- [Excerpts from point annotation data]
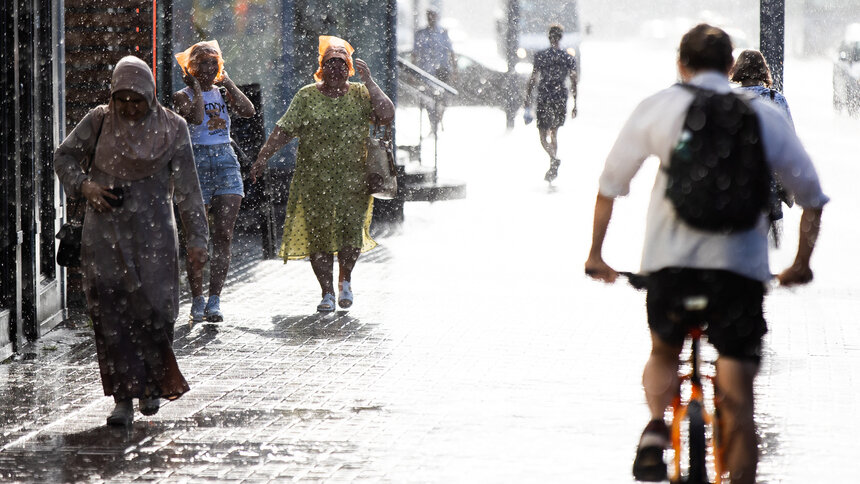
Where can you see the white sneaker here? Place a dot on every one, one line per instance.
(344, 297)
(198, 307)
(327, 304)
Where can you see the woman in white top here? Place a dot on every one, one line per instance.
(206, 111)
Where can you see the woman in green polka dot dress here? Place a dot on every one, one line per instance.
(329, 208)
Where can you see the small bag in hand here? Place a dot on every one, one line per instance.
(69, 251)
(381, 170)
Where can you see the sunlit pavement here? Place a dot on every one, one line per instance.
(476, 350)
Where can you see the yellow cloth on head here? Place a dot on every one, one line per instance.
(331, 46)
(184, 57)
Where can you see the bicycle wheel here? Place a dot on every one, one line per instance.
(698, 474)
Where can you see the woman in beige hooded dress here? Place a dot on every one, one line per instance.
(142, 163)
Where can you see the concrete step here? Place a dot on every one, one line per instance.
(433, 192)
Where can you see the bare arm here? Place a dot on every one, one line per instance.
(277, 140)
(800, 272)
(192, 111)
(238, 101)
(595, 266)
(530, 87)
(383, 108)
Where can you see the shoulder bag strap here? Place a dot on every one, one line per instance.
(95, 146)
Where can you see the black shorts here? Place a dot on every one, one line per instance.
(733, 319)
(551, 113)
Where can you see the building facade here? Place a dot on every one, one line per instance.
(56, 57)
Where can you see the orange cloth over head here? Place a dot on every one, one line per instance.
(331, 46)
(184, 58)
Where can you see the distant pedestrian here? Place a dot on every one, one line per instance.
(433, 52)
(207, 112)
(753, 74)
(553, 66)
(142, 163)
(329, 206)
(727, 268)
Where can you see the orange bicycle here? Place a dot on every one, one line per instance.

- [Given problem] Copy out, word for word, the lines of the listing above, starting with the line containing "Where can you see the woman in green" and continuing through the end of the listing.

- [Task result]
Where can you see the woman in green polka dot dress here? Place a dot on every one, one line per instance.
(329, 208)
Where can you see the small bag in hand here? Place a dot on every one, one line per instance.
(69, 251)
(381, 170)
Where can you see the sunlit pavement here? Place a dot on every one, one line per instance.
(476, 350)
Where can you see the yellow cloth on head here? Place a dot on every one, one line per instance.
(331, 46)
(184, 57)
Where can you see the bicycle wheel here? Place a dot on every one, one line per instance.
(698, 474)
Where can you see the woman in beige hooded dress here? Place a dot on every one, one line per instance.
(142, 163)
Where can you see the concrete step here? Place a dot on every one, one line per instance.
(433, 192)
Where can you see the bare arm here? Place a dot on every one, one line per instance.
(277, 140)
(800, 272)
(192, 111)
(238, 101)
(595, 266)
(530, 87)
(383, 108)
Where can you see the shoulder bag strap here? Place a dot on every one, one line per instance.
(95, 146)
Where can you see the black shorts here? Place a dot on every one, one line per instance.
(733, 319)
(551, 113)
Where can you see the building facade here? Place a dot on every one, one line per instance.
(56, 57)
Where can you see the orange cloth over head here? Place a dot on every one, one line per instance.
(331, 46)
(184, 58)
Where can you see the distant pedestrian here? Place a dot on every one, one line per instance.
(433, 52)
(207, 112)
(753, 74)
(553, 66)
(142, 163)
(329, 206)
(727, 268)
Where can you see the orange bicycle here? Place a dot on every one, one line per instance.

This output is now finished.